#### Task instructions
Lines before the one containing "what's up, so basically i need bounding boxes for any tree" are left out; that line and all after it, through the end of the records, must be transcribed exactly.

Excerpts from a dataset
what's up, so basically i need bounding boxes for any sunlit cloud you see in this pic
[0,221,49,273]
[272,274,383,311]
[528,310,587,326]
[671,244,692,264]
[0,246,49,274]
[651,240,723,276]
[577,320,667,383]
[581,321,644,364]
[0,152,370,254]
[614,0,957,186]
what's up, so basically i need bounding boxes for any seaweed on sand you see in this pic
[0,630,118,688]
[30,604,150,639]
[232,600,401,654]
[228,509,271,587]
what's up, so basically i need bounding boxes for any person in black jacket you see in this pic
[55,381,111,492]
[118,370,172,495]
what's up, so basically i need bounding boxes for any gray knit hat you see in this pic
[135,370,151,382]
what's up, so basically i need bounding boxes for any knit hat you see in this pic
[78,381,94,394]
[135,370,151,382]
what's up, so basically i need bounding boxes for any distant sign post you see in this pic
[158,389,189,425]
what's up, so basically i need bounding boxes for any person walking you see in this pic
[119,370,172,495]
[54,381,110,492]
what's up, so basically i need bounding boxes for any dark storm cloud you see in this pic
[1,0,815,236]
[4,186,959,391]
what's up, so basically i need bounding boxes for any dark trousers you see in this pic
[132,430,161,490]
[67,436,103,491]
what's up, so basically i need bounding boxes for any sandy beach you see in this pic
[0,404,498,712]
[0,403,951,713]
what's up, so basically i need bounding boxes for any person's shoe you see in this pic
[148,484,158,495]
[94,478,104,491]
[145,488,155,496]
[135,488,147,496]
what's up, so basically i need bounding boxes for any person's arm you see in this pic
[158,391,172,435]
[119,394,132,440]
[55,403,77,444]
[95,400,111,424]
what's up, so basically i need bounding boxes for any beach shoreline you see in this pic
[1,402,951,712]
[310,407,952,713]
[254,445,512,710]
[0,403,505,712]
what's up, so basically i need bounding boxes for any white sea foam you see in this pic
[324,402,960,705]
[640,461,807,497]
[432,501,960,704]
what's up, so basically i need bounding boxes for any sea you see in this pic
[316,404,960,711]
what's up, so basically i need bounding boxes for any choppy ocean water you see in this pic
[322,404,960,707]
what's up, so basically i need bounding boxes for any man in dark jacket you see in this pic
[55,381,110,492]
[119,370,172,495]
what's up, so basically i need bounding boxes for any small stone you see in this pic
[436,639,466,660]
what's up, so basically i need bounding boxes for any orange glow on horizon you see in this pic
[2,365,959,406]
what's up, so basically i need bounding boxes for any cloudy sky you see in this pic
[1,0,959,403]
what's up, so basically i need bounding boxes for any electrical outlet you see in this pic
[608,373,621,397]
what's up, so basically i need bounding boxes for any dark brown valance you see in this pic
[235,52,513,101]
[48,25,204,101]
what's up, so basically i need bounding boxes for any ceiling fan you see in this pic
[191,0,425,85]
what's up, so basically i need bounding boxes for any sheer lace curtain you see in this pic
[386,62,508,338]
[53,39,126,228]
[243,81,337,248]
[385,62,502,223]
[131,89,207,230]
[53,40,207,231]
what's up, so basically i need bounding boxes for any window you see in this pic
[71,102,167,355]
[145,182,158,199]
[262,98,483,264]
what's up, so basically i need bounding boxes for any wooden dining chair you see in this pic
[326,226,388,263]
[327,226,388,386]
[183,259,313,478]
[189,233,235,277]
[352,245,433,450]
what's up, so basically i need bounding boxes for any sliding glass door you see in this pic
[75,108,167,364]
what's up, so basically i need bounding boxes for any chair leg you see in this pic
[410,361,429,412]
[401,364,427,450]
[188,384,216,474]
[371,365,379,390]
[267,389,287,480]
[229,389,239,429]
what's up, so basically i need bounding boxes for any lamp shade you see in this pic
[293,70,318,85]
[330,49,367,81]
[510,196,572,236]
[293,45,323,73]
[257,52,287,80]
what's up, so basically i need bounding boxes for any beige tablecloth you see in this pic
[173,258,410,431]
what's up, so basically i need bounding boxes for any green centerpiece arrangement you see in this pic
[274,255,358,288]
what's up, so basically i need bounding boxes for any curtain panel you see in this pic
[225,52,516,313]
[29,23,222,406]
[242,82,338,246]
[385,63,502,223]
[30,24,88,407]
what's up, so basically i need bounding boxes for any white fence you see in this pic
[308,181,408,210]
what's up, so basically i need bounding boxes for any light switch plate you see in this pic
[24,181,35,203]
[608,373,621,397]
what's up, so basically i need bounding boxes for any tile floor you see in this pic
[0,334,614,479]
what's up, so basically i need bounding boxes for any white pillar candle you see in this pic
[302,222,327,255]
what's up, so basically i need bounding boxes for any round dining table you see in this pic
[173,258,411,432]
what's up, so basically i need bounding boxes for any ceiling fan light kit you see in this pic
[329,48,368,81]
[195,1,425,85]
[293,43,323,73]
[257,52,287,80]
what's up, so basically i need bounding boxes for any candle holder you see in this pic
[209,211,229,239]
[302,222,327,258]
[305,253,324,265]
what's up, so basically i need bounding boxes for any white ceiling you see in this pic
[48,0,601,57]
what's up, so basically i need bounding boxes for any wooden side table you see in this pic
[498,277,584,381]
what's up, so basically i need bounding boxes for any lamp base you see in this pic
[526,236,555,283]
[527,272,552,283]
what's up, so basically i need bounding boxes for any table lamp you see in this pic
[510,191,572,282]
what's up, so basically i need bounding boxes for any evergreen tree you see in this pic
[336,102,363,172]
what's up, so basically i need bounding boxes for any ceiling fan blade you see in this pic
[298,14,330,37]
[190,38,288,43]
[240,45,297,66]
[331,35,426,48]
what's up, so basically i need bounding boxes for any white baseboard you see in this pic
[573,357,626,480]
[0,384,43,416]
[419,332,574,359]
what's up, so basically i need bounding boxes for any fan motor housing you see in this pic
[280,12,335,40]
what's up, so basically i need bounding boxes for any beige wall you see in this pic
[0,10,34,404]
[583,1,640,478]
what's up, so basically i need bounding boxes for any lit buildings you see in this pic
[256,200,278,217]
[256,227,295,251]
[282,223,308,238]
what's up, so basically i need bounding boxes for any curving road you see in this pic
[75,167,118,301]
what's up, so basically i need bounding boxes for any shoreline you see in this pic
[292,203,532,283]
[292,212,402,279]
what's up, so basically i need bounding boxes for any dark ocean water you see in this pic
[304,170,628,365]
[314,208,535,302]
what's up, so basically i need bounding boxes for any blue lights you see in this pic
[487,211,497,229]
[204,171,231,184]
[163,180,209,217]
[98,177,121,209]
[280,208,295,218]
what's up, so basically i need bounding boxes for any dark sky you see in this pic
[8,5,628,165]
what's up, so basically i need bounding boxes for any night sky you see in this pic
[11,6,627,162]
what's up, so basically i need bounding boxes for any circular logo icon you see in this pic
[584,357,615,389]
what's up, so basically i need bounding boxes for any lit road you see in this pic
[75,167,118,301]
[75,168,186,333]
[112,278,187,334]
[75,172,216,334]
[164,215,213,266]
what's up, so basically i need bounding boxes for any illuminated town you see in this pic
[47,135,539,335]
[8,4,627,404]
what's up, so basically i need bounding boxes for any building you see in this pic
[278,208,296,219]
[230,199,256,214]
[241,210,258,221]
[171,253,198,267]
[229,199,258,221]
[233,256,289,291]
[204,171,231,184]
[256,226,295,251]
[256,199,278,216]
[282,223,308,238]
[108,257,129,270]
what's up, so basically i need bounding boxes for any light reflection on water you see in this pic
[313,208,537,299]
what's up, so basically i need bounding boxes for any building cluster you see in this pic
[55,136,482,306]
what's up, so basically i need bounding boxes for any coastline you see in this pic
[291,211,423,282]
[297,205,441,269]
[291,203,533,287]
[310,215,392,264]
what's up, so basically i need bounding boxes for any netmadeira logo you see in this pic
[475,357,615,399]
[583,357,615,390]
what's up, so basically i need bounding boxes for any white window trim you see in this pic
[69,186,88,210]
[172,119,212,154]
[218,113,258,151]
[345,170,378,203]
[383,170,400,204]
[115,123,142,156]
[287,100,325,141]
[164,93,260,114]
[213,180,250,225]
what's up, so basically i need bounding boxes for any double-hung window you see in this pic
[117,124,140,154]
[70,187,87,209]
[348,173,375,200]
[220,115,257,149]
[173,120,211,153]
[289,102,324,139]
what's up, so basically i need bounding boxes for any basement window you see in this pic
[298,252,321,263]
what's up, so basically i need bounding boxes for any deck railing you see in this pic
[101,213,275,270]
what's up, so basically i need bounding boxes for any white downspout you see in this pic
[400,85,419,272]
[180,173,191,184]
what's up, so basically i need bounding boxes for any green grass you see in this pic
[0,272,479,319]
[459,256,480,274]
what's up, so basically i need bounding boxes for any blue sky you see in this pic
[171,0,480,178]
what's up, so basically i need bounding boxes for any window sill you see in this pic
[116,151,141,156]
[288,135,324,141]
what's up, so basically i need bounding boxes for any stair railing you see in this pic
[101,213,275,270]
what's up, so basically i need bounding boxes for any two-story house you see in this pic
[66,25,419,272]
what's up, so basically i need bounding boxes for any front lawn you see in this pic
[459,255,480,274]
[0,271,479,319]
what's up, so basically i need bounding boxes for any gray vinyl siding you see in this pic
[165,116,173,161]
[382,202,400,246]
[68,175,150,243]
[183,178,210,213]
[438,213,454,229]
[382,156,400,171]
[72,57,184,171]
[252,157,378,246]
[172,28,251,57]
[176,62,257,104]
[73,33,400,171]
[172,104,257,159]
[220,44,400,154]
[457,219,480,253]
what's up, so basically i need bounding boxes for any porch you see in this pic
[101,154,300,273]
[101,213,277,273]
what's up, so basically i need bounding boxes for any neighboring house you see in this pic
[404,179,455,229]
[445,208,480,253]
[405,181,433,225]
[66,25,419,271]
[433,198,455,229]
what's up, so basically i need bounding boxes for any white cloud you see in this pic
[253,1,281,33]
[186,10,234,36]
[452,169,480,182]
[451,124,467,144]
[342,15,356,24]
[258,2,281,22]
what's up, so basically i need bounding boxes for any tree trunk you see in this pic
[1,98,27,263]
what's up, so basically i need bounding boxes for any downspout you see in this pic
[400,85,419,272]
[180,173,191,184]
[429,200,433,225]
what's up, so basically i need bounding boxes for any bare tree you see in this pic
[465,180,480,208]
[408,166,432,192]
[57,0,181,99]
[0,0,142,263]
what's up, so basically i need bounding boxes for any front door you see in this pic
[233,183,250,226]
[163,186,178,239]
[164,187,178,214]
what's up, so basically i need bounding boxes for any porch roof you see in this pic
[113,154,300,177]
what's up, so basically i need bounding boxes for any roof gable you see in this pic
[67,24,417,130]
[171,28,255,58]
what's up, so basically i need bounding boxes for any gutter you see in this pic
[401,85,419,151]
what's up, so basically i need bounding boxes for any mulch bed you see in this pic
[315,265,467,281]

#### Completed task
what's up, so basically i need bounding boxes for any tree trunk you see in this pic
[1,98,27,263]
what's up, so basically i need bounding boxes for any downspout you see in this pic
[400,85,419,272]
[180,173,191,184]
[429,200,433,225]
what's up, so basically i need bounding boxes for any bare tree you see in this pic
[465,180,480,208]
[408,166,432,192]
[57,0,181,99]
[0,0,142,263]
what's up, so basically i need bounding boxes for any front door you see in this pic
[233,183,250,226]
[163,186,178,239]
[164,187,178,214]
what's up, so basically i need bounding boxes for any porch roof you see in this pic
[113,154,300,177]
what's up, so basically i need bounding boxes for any roof gable you see in this pic
[67,24,417,130]
[171,28,255,58]
what's up, so basically i need bounding boxes for any gutter you see in this pic
[401,85,419,151]
what's up, so basically i need bounding boxes for any mulch bed you see in this pic
[315,265,467,281]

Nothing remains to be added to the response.